Peut être aussi l'affaire du Crédit Lyonnais a‐t‐elle créé il y a quelques années un grand scepticisme sur la capacité de l'Etat à administrer des banques. Il n'est donc pas certain qu'aller au‐delà de ce qui a déjà été engagé ne suscite pas de vives réactions de rejet des citoyens, qui pensent plutôt au sort de leurs enfants qu'à assurer l'avenir de dirigeants défaillants et se montrant peu responsables et peu solidaires.

#### [Données brutes]
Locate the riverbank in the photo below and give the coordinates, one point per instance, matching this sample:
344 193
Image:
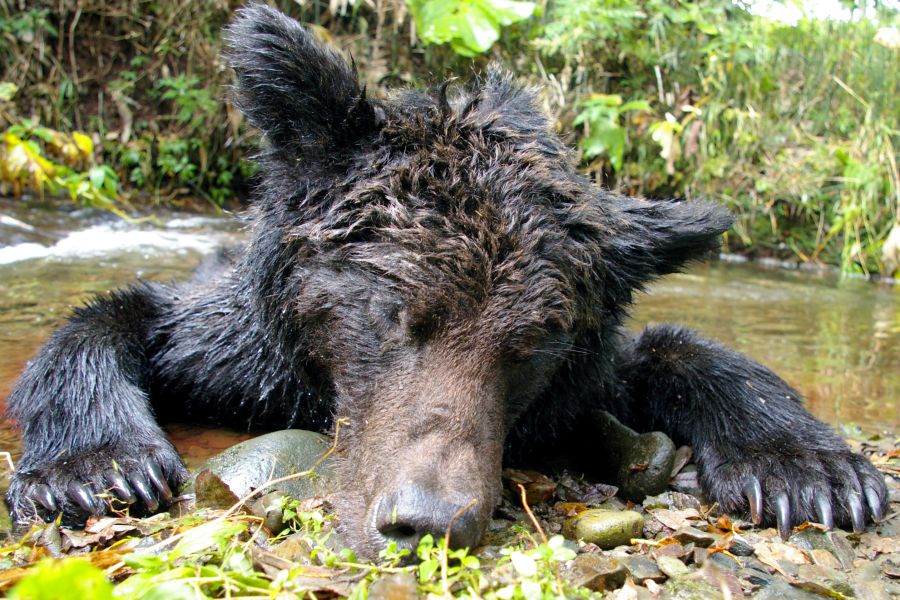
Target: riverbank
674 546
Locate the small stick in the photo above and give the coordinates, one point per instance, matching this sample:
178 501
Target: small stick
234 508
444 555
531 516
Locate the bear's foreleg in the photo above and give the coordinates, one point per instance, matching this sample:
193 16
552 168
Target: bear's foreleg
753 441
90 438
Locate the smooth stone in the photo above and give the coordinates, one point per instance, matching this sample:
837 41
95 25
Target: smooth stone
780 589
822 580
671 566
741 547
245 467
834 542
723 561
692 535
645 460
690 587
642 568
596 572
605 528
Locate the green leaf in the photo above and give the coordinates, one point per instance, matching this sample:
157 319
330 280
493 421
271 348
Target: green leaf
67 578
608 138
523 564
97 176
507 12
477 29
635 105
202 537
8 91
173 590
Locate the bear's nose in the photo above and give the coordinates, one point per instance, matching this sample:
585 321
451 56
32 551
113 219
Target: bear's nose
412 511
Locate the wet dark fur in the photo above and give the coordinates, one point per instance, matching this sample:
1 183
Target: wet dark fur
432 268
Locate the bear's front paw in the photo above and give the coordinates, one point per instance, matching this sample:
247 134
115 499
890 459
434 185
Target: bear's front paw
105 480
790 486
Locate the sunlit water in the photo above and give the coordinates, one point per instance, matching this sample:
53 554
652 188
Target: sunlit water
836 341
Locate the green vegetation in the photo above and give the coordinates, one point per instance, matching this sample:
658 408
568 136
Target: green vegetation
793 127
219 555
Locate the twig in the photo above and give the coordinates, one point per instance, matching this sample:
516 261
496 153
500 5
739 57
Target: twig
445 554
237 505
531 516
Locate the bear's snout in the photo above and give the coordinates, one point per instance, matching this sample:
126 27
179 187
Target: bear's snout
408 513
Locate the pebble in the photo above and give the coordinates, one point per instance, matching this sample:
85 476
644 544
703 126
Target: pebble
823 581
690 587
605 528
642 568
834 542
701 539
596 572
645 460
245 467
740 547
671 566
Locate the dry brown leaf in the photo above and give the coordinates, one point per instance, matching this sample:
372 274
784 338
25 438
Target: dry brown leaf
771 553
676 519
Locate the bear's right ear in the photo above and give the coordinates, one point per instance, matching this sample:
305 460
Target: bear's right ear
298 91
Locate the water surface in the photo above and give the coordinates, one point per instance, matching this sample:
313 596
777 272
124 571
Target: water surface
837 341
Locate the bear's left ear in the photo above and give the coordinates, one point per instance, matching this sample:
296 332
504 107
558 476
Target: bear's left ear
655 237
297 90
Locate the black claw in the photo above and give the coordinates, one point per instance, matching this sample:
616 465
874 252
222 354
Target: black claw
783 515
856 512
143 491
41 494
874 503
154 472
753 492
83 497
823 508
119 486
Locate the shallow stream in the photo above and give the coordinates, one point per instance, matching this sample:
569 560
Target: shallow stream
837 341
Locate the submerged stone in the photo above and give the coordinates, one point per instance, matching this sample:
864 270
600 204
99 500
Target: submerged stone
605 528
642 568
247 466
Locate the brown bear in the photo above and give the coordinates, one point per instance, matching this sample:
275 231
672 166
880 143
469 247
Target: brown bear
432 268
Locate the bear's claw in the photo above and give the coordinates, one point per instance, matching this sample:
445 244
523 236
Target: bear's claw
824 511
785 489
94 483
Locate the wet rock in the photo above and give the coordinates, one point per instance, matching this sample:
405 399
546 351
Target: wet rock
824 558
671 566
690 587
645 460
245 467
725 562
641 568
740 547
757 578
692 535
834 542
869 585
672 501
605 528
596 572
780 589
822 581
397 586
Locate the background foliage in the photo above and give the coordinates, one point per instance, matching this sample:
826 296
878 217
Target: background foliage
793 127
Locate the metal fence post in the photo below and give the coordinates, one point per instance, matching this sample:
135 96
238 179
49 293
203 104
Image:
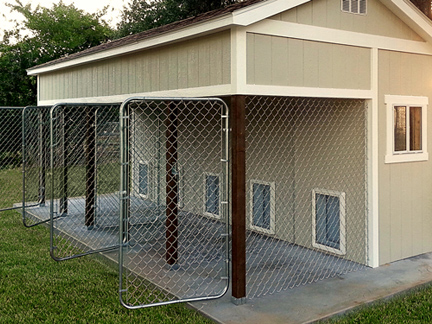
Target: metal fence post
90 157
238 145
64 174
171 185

#### [Consigne]
Reproduisez l'extrait sur la gestion des banques par l'État en entier, sans y changer un seul caractère. Seul l'extrait sert de base pour répondre.

#### [Résultat attendu]
Peut être aussi l'affaire du Crédit Lyonnais a‐t‐elle créé il y a quelques années un grand scepticisme sur la capacité de l'Etat à administrer des banques. Il n'est donc pas certain qu'aller au‐delà de ce qui a déjà été engagé ne suscite pas de vives réactions de rejet des citoyens, qui pensent plutôt au sort de leurs enfants qu'à assurer l'avenir de dirigeants défaillants et se montrant peu responsables et peu solidaires.